Stored data:
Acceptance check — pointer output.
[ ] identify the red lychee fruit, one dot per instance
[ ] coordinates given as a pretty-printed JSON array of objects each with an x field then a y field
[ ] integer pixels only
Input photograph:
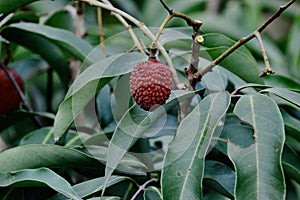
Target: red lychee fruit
[
  {"x": 9, "y": 97},
  {"x": 150, "y": 83}
]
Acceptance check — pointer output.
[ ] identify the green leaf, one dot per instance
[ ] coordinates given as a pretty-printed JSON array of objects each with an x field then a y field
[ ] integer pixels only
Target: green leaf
[
  {"x": 64, "y": 39},
  {"x": 88, "y": 84},
  {"x": 281, "y": 81},
  {"x": 290, "y": 163},
  {"x": 41, "y": 176},
  {"x": 60, "y": 19},
  {"x": 152, "y": 193},
  {"x": 92, "y": 186},
  {"x": 290, "y": 96},
  {"x": 258, "y": 167},
  {"x": 7, "y": 6},
  {"x": 183, "y": 168},
  {"x": 42, "y": 46},
  {"x": 137, "y": 123},
  {"x": 237, "y": 62},
  {"x": 219, "y": 177},
  {"x": 39, "y": 155}
]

What you will do: Your copy should match the data exactly, apart from the images, which are dropped.

Answer area:
Acceptance check — pointer output.
[ ] identify the red lychee fruit, one dot per instance
[ ] coordinates given as a pretty-printed JSON array of objects each with an x field then a y field
[ ] integer pixels only
Input photograph:
Target: red lychee fruit
[
  {"x": 9, "y": 97},
  {"x": 150, "y": 83}
]
Acceptance check — pointer output.
[ ] identify the green leaf, one dot per instance
[ ] coordinates given as a pretty-printed JSON array of objects each with an x field then a y field
[ ] integer pixels only
Target: green leaf
[
  {"x": 64, "y": 39},
  {"x": 88, "y": 84},
  {"x": 281, "y": 81},
  {"x": 290, "y": 163},
  {"x": 41, "y": 176},
  {"x": 60, "y": 19},
  {"x": 152, "y": 193},
  {"x": 92, "y": 186},
  {"x": 290, "y": 96},
  {"x": 258, "y": 167},
  {"x": 7, "y": 6},
  {"x": 183, "y": 168},
  {"x": 42, "y": 46},
  {"x": 137, "y": 123},
  {"x": 237, "y": 62},
  {"x": 219, "y": 177},
  {"x": 39, "y": 155}
]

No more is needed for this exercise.